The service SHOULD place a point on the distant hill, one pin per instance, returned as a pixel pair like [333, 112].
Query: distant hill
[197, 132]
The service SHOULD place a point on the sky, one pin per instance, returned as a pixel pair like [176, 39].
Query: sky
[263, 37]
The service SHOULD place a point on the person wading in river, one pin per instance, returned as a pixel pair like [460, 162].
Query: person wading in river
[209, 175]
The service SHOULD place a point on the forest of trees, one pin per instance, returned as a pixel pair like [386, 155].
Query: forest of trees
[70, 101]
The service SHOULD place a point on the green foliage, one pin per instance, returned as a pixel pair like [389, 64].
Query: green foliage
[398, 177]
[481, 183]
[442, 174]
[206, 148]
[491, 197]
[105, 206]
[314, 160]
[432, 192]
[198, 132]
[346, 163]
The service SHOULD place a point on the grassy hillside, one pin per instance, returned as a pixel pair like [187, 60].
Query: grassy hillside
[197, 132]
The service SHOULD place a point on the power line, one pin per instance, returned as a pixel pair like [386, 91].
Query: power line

* * *

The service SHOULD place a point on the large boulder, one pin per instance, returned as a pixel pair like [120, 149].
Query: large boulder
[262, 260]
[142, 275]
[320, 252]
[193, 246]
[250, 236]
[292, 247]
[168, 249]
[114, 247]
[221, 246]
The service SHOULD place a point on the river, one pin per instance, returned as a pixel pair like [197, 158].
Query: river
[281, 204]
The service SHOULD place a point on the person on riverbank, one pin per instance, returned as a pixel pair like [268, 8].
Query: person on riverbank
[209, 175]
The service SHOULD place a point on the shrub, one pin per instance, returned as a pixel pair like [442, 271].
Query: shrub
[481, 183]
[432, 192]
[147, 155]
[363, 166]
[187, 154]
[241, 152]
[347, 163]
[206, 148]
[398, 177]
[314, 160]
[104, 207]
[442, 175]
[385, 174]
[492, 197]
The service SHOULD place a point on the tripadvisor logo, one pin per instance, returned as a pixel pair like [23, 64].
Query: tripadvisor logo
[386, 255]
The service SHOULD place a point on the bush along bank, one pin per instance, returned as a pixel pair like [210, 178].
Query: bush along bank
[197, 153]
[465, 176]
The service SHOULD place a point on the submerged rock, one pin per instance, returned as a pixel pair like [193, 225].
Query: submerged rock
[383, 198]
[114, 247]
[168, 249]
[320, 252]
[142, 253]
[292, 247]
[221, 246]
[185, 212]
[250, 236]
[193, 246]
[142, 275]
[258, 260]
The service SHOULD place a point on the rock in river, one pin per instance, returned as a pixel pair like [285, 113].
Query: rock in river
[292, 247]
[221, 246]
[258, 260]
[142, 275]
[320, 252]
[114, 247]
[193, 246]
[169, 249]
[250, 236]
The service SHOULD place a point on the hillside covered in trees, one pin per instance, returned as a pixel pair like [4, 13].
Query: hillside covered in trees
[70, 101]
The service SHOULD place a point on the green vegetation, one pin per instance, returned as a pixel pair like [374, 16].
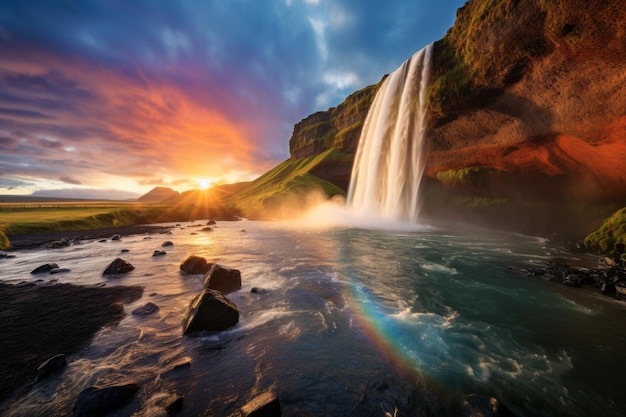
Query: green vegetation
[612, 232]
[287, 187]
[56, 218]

* * *

Exercise brief: Return every line of the data above that contains the word "along".

Completed task:
The service SHOULD place a point on the bush along bank, one pin per instance, returned as a pixel pair like [210, 178].
Query: bush along bank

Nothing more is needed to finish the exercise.